***** Records for processing
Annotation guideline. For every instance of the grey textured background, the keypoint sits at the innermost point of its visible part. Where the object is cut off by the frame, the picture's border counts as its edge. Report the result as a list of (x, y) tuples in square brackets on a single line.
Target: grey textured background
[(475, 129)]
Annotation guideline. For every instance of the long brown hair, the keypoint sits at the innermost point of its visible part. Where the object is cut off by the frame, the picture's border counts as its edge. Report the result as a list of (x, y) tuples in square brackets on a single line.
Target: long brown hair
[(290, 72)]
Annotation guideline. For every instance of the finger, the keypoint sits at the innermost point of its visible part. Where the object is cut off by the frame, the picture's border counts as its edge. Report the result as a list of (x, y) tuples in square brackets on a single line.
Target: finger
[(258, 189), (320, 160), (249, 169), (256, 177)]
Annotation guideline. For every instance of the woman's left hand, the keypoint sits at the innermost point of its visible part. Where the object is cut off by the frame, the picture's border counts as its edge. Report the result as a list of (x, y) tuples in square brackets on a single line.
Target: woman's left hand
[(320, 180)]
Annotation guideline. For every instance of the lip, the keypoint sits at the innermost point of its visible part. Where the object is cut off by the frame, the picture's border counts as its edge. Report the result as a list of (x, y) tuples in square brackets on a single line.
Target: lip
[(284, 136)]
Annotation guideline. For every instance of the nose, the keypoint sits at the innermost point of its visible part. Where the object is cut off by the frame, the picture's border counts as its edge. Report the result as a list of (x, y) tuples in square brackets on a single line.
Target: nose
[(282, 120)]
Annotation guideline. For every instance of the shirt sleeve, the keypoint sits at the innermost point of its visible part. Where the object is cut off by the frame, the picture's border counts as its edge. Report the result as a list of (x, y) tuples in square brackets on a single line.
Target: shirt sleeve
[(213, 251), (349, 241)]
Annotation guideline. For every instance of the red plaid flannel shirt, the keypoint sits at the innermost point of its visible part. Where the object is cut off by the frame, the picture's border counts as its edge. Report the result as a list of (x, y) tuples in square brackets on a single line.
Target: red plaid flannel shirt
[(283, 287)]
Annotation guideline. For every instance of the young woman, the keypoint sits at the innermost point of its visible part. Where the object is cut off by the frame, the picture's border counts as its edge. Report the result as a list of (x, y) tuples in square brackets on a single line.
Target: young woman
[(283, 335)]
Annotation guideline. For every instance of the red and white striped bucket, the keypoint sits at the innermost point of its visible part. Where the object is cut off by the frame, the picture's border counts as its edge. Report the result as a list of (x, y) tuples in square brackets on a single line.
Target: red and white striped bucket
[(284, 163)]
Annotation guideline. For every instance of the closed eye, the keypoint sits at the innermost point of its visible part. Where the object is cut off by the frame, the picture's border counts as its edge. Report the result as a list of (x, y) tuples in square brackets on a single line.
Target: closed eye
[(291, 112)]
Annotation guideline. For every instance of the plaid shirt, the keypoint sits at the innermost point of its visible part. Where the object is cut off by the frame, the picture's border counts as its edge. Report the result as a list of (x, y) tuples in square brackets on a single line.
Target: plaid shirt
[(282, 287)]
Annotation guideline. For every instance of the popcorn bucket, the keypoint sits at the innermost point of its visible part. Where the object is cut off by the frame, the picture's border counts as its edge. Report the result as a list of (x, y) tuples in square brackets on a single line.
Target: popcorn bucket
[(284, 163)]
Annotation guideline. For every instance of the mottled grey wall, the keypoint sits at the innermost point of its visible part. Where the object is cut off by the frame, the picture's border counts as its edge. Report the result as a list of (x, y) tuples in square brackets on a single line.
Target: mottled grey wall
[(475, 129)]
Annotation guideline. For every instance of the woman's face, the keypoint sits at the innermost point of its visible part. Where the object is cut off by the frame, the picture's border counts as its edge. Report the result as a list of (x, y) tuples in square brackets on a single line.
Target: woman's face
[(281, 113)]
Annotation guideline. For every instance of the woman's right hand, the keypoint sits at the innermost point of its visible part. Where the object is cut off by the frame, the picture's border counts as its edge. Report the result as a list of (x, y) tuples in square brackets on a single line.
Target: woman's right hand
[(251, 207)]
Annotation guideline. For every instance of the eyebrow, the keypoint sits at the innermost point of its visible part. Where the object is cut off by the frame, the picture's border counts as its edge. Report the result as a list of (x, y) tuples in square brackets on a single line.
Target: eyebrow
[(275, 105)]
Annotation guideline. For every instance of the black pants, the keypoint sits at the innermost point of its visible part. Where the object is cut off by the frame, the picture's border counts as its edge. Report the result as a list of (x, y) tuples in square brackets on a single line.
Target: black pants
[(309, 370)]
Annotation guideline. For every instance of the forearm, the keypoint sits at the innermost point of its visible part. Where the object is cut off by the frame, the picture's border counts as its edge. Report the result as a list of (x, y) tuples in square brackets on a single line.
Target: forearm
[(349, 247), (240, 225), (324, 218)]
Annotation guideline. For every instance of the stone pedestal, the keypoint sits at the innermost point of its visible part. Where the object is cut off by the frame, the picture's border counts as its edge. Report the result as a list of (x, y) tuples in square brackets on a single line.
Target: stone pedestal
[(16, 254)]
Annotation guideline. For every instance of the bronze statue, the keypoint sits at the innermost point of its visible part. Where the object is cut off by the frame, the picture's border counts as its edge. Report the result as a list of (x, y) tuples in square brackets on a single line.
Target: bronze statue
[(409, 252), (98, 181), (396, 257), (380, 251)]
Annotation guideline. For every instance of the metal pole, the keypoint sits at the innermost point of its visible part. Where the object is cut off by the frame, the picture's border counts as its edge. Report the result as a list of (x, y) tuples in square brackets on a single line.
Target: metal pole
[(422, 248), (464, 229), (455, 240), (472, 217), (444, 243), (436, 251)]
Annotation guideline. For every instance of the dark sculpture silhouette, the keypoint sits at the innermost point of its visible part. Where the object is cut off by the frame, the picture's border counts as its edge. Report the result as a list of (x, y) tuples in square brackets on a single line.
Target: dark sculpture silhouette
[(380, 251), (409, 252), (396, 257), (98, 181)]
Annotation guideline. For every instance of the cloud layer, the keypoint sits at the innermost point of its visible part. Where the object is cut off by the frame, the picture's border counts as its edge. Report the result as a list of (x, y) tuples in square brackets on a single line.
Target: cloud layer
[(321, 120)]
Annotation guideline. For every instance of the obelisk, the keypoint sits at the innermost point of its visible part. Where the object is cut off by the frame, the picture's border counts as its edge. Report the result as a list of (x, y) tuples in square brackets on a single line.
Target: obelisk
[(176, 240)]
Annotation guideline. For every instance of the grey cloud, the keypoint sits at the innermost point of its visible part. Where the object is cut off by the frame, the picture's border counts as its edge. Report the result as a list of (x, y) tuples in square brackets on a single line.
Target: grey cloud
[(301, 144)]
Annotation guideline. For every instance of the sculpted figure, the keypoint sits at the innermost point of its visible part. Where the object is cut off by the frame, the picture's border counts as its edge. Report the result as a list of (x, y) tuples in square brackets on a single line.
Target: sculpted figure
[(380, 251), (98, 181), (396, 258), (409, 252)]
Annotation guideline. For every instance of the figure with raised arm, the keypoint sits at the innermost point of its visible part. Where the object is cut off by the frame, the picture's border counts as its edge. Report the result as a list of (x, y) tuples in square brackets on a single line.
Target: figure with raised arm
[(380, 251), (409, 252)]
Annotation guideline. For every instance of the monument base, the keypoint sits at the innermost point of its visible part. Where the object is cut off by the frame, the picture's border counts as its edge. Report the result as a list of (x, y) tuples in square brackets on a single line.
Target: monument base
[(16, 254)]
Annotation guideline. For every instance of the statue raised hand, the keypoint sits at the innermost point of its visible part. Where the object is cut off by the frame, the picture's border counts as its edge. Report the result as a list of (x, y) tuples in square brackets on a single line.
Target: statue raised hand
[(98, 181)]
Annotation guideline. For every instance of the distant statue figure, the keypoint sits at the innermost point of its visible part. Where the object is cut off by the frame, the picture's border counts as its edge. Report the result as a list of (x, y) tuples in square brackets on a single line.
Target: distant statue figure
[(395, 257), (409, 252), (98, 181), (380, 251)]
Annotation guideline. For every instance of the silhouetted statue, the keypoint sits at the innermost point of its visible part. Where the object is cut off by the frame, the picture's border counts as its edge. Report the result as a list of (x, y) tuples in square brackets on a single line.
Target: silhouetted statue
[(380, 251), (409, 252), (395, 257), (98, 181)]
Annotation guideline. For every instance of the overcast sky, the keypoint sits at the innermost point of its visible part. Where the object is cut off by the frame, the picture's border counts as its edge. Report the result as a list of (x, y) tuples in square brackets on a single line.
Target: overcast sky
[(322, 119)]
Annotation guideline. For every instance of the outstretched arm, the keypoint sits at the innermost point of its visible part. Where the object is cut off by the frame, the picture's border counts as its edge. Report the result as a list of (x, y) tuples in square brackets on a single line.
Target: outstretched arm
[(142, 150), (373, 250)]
**********
▶ **Exercise brief**
Where the listing above has a line with "Annotation guideline. For every instance of the distant", start there, and output every line exactly through the line with "Annotation guideline. For every instance of the silhouetted", which is also included.

▶ **Task response**
Annotation guideline. For every instance of the distant statue figure, the keypoint sits at the innermost point of its visible part. Where the object is cut off by the frame, the picture's border counts as its edge. Report the result as a list of (x, y) tuples in square brackets on a single line.
Target: distant statue figure
[(395, 257), (409, 252), (98, 181), (380, 251)]
Annotation guideline. For every instance of the silhouetted statue, the keypoint sits at the innermost point of its visible part. Where the object is cut off by the frame, the picture's border counts as its edge. Report the result as a list of (x, y) tuples in square brackets on a single line.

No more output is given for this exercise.